[DATASET EXCERPTS]

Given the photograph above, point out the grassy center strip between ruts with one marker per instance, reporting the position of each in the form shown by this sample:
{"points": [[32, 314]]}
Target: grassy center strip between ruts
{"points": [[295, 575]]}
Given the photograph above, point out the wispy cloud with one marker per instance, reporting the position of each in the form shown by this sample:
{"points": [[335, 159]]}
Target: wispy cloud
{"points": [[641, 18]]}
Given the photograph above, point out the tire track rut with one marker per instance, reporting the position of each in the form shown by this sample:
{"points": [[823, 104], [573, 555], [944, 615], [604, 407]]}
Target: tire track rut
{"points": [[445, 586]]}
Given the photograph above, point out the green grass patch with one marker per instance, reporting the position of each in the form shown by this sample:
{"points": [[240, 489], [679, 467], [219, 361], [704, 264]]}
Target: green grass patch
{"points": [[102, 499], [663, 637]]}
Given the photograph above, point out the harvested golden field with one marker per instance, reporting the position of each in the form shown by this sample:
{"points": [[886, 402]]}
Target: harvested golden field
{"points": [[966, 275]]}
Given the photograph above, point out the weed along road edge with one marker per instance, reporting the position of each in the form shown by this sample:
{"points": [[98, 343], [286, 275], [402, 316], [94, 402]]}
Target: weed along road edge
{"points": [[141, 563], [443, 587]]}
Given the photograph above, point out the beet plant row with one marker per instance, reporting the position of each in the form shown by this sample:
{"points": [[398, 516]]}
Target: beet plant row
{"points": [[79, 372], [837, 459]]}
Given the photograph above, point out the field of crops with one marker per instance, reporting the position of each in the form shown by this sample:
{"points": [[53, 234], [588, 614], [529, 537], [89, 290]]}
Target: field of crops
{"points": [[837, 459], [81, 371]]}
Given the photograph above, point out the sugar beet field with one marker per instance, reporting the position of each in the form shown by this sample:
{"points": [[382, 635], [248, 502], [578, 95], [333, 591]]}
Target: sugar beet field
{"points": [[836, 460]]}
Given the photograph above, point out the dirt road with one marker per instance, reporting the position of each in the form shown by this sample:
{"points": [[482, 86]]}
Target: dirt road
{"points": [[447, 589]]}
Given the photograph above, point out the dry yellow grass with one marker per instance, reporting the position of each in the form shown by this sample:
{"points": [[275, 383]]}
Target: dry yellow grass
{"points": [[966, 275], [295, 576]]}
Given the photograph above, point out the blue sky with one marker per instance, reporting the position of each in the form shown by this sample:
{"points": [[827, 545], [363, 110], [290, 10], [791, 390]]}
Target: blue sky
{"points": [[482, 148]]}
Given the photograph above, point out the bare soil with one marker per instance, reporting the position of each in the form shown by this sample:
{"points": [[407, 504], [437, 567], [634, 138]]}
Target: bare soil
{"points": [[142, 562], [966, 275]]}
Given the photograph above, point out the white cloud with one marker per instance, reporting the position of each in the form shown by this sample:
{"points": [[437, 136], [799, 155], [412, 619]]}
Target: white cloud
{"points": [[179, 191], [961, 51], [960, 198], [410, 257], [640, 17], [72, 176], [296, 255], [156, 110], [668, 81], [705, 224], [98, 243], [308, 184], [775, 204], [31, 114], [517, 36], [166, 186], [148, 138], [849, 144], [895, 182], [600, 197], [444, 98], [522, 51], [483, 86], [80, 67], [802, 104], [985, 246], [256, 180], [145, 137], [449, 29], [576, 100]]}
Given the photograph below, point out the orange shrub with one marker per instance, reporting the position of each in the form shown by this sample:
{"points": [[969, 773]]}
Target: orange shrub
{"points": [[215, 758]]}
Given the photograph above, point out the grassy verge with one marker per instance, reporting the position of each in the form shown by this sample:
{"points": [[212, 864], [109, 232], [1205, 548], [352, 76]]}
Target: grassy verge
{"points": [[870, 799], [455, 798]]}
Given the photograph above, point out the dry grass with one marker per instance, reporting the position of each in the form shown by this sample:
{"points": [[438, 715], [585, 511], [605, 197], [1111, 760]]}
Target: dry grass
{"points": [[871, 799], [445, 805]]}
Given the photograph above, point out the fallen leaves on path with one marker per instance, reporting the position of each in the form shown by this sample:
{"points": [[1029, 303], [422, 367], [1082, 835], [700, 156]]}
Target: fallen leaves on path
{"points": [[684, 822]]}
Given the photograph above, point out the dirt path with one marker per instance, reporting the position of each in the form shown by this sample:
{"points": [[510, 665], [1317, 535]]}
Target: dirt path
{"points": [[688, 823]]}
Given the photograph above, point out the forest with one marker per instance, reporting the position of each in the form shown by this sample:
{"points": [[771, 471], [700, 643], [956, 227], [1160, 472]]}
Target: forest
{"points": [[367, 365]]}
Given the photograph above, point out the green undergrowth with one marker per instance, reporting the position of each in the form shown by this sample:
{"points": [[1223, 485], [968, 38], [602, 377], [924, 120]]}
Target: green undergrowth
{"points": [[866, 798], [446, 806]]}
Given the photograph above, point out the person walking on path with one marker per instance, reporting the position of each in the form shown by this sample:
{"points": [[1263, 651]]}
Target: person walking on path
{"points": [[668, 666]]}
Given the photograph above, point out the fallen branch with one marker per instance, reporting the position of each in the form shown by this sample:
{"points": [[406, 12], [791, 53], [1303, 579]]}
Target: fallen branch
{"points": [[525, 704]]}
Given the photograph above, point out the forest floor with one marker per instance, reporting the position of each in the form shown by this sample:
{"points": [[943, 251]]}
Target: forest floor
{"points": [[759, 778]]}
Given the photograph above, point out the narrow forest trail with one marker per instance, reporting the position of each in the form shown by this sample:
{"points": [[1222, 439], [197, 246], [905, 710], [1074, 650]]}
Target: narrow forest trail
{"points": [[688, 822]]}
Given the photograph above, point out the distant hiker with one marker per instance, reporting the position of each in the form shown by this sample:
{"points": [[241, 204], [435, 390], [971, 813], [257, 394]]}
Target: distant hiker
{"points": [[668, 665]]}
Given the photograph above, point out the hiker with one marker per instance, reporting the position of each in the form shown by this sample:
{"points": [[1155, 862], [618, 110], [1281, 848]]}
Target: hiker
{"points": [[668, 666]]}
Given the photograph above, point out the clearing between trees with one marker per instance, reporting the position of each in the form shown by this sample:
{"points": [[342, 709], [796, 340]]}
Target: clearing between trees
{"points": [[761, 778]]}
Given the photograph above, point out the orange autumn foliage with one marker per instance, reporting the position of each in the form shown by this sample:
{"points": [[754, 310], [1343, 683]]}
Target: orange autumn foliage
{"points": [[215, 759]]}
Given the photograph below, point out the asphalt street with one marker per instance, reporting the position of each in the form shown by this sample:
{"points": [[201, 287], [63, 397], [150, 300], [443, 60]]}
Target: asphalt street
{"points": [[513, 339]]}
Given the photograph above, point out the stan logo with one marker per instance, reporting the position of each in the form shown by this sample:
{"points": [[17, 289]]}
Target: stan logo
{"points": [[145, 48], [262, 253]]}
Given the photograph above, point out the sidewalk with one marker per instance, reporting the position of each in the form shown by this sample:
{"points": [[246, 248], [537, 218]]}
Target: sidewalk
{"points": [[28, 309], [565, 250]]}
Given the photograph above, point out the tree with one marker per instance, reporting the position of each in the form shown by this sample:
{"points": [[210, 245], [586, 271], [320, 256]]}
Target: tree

[/DATASET EXCERPTS]

TASK ▸ For every record above, print an exact copy.

PROBLEM SOLUTION ▸
Given the photograph above, point out the grassy center strip between ruts with one marker per instance, reporting the position of each in the form shown by this sample:
{"points": [[32, 314]]}
Target: grassy center strip between ruts
{"points": [[295, 575]]}
Given the photograph above, point out the wispy cloud with one marker per instance, reporting the position of each in the form shown by this sample:
{"points": [[335, 159]]}
Target: wispy cloud
{"points": [[641, 18]]}
Given the photograph above, point out the tire track rut with one marker per instance, reporting the position of each in the form shown by this sample:
{"points": [[823, 104], [573, 555], [944, 615], [604, 407]]}
Target: tire track rut
{"points": [[445, 586]]}
Given the photograph above, point out the green grass patch with one marker per instance, reporting the position of each in the form shown by this sample:
{"points": [[240, 489], [679, 467], [219, 361], [704, 264]]}
Target: green grass patch
{"points": [[102, 499], [663, 637]]}
Given the photograph above, point out the harvested golden field with one marker per instance, reporting the position of each in the form shown by this sample:
{"points": [[886, 402]]}
Target: harvested golden field
{"points": [[966, 275]]}
Given the photograph above, point out the weed along road edge with one marker per instance, reporting the position of each in the form shown by this sample:
{"points": [[98, 343], [286, 275], [402, 316], [94, 402]]}
Target: weed along road edge
{"points": [[141, 563], [443, 587]]}
Given the photograph above, point out the beet plant row with one marker per instance, reporting the position of each in the form shown by this sample:
{"points": [[398, 516]]}
Target: beet plant row
{"points": [[79, 372], [837, 459]]}
Given the photograph above, point out the field of crops with one marker per instance, reporting the position of each in the form shown by this sample:
{"points": [[53, 234], [588, 614], [529, 537], [89, 290]]}
Target: field of crops
{"points": [[837, 459], [81, 371]]}
Given the photograph above, point out the sugar beet field with one marker per instance, reporting the position of each in the form shown by this sample:
{"points": [[382, 635], [248, 502], [578, 95], [333, 591]]}
Target: sugar beet field
{"points": [[836, 460]]}
Given the photograph above, point out the dirt road with one marker per instance, reporting the position of each in the form shown by this sample:
{"points": [[482, 86]]}
Target: dirt road
{"points": [[447, 589]]}
Given the photograph above, point out the dry yellow grass with one marker per instance, reporting the position of each in the form shown by this sample:
{"points": [[275, 383]]}
Target: dry yellow grass
{"points": [[966, 275], [295, 576]]}
Given the photograph above, point out the blue sky with one marker per instance, reporting the position of each in the form shown by this sample:
{"points": [[827, 545], [363, 110], [290, 10], [791, 390]]}
Target: blue sky
{"points": [[482, 148]]}
Given the photograph above, point out the bare soil with one marker per instance, reporting the position of each in the form shown by this sample:
{"points": [[407, 504], [437, 567], [634, 138]]}
Target: bare soil
{"points": [[142, 562], [966, 275]]}
Given the photograph above, point out the white cloud with one marker per instance, reporting the position of each in the form shown by this sample:
{"points": [[437, 136], [799, 155], [412, 619]]}
Target: white cloud
{"points": [[179, 191], [961, 51], [960, 198], [410, 257], [640, 17], [72, 176], [296, 255], [156, 110], [668, 81], [705, 224], [98, 243], [308, 184], [775, 204], [31, 114], [517, 36], [166, 186], [148, 138], [849, 144], [895, 182], [600, 197], [444, 98], [522, 51], [483, 86], [80, 67], [802, 104], [985, 246], [256, 180], [145, 137], [449, 29], [576, 100]]}
Given the photograph below, point out the orange shrub with one marker per instance, reporting the position of each in the form shown by this sample:
{"points": [[969, 773]]}
Target: orange shrub
{"points": [[215, 758]]}
Given the photograph above, point out the grassy verge with one marker per instance, reporting the position of each in the form shown by this sample:
{"points": [[212, 864], [109, 232], [1205, 548], [352, 76]]}
Target: grassy verge
{"points": [[870, 799], [455, 798]]}
Given the photograph above, point out the dry grass with one marker per instance, reporting the position of each in the form shown by this sample:
{"points": [[438, 715], [585, 511], [605, 197], [1111, 760]]}
Target: dry grass
{"points": [[871, 799], [445, 805]]}
Given the photograph above, point out the fallen leaves on path with one marker per instance, reporting the position of each in the form shown by this sample:
{"points": [[1029, 303], [422, 367], [1082, 835], [700, 156]]}
Target: fallen leaves on path
{"points": [[684, 822]]}
Given the photograph above, point out the dirt path with one marker per instance, reporting the position of each in the form shown by this sample:
{"points": [[510, 665], [1317, 535]]}
Target: dirt path
{"points": [[688, 823]]}
Given the photograph above, point out the forest with one marker per instance, reporting the position of each in the form shown by this sample:
{"points": [[771, 471], [700, 643], [956, 227], [1160, 472]]}
Target: forest
{"points": [[367, 365]]}
Given the photograph above, point out the green undergrowth with one marker per instance, reporting the position of each in the form shown by this sample:
{"points": [[1223, 485], [968, 38], [602, 377], [924, 120]]}
Target: green undergrowth
{"points": [[866, 798], [446, 806]]}
Given the photograph above, point out the person walking on path with one marker per instance, reporting the position of each in the form shown by this sample:
{"points": [[1263, 651]]}
Target: person walking on path
{"points": [[668, 666]]}
Given the photograph above, point out the fallen branch with one marker per instance, reporting the position of each in the form shown by this sample:
{"points": [[406, 12], [791, 53], [1303, 579]]}
Target: fallen branch
{"points": [[525, 704]]}
Given the photograph above, point out the forest floor with one marker per instance, reporting the position of each in the form shown by this sample:
{"points": [[943, 251]]}
Target: forest floor
{"points": [[759, 778]]}
Given the photograph above, point out the narrow forest trail with one marker per instance, reporting the position of each in the form shown by this sample:
{"points": [[1222, 439], [197, 246], [905, 710], [1074, 650]]}
Target: narrow forest trail
{"points": [[688, 822]]}
Given the photograph above, point out the distant hiker with one marker per instance, reporting the position of each in the form shown by this sample:
{"points": [[241, 204], [435, 390], [971, 813], [257, 394]]}
Target: distant hiker
{"points": [[668, 665]]}
Given the photograph above, point out the hiker with one marker per instance, reporting the position of each in the form shown by this sample:
{"points": [[1155, 862], [618, 110], [1281, 848]]}
Target: hiker
{"points": [[668, 666]]}
Given the photograph above, point out the clearing between trees with one marker per instance, reporting the position of each in the form shown by this sample:
{"points": [[342, 709], [796, 340]]}
Target: clearing between trees
{"points": [[761, 778]]}
Given the photograph above, point out the orange autumn foliage with one marker per instance, reporting the position of each in the form shown by this sample:
{"points": [[754, 310], [1343, 683]]}
Target: orange autumn foliage
{"points": [[215, 759]]}
Given the photograph below, point out the asphalt street with one marker per instance, reporting the position of each in the form shown by this sample:
{"points": [[201, 287], [63, 397], [150, 300], [443, 60]]}
Target: asphalt street
{"points": [[513, 339]]}
Given the photograph above, point out the stan logo with one marker per instance, reporting the position of each in the form shown by this sample:
{"points": [[17, 289]]}
Target: stan logo
{"points": [[145, 48], [262, 253]]}
Given the photograph above, point out the sidewalk with one marker per instance, reporting the position of each in the form shown by this sample:
{"points": [[246, 248], [537, 218]]}
Target: sidewalk
{"points": [[28, 309], [565, 250]]}
Given the photograph above, point out the tree with one marker per instance, reporting the position of each in the form shown by this sample:
{"points": [[210, 245], [586, 271], [320, 256]]}
Target: tree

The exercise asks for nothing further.